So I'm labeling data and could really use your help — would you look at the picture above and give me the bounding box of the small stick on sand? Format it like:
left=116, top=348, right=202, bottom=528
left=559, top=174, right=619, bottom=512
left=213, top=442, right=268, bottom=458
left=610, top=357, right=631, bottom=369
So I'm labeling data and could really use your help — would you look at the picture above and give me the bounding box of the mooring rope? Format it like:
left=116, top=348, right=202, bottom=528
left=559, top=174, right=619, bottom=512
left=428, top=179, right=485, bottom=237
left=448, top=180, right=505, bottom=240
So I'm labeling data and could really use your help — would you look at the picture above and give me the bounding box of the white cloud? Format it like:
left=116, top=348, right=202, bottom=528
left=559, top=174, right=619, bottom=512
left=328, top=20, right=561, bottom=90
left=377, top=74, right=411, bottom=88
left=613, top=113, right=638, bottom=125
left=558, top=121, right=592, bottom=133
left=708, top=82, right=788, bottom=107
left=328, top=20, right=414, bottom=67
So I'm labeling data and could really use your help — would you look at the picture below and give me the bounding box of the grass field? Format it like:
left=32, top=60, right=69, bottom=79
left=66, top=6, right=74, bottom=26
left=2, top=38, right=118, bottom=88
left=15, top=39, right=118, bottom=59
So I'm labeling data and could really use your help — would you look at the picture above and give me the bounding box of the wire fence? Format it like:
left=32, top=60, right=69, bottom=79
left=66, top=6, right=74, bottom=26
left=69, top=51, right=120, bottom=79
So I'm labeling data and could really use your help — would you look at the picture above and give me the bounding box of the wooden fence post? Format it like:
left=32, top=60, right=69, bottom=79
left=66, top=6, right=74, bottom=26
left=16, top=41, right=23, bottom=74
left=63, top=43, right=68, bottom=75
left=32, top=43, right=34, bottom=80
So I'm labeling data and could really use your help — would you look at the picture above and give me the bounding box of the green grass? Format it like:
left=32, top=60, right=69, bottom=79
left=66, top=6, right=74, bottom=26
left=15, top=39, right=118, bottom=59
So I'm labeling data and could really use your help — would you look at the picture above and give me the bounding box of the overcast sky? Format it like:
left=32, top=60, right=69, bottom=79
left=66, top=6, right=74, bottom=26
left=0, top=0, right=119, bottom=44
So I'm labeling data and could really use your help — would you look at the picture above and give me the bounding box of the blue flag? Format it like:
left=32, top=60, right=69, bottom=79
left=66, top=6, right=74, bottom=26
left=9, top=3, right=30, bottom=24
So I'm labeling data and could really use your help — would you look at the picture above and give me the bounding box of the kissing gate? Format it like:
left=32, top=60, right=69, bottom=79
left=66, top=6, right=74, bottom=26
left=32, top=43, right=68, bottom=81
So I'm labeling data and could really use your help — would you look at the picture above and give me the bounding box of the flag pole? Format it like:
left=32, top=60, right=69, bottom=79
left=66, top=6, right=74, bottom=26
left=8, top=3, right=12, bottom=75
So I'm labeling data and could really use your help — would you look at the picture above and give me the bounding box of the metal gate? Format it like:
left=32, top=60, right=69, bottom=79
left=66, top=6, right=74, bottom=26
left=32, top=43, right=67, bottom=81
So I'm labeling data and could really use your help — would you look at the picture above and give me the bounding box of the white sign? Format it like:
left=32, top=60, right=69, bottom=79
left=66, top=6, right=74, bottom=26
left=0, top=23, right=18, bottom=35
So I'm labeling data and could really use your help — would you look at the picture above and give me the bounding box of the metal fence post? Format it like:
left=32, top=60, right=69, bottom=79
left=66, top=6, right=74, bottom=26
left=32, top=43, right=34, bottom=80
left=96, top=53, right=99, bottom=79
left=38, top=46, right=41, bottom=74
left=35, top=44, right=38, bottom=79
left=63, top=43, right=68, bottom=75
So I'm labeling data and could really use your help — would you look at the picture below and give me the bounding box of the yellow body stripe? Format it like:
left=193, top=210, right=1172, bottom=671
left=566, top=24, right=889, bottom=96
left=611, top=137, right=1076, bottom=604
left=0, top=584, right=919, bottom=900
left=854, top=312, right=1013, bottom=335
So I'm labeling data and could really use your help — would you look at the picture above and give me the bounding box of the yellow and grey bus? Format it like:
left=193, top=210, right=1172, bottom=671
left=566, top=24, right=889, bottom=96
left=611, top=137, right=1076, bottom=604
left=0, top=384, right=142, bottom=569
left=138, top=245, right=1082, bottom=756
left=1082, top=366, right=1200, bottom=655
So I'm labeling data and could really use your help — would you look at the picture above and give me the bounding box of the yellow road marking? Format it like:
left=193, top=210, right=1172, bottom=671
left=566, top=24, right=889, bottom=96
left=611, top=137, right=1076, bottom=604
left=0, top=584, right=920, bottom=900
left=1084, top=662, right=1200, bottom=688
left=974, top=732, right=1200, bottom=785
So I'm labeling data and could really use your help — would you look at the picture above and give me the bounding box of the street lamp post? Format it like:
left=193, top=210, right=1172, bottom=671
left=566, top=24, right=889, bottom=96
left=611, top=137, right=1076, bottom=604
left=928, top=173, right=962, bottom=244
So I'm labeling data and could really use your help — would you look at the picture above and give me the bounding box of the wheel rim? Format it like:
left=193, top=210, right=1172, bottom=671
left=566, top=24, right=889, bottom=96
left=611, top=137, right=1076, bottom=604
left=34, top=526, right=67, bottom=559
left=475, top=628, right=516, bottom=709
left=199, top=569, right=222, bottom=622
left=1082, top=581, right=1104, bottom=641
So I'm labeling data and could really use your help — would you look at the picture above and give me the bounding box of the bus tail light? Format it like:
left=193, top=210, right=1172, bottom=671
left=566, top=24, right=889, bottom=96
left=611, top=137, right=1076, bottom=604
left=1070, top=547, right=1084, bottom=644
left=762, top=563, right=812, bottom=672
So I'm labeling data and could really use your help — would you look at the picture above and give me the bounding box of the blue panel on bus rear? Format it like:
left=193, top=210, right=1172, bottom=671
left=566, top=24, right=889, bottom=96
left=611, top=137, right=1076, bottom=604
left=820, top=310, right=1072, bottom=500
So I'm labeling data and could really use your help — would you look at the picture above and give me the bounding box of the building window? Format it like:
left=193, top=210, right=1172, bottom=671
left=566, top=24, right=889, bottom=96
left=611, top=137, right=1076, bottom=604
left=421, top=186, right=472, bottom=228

== == ==

_What you have to do_
Copy every line in the rows above that contains the string "blue". Case counts.

_The answer_
So I'm labeling data and could really use your help — would you look at the picture above and give me the bounding box of the blue flag? Format it like:
So I'm labeling data and could really use your help — would you look at the picture above and give me the bounding box of the blue panel on bus rear? Format it like:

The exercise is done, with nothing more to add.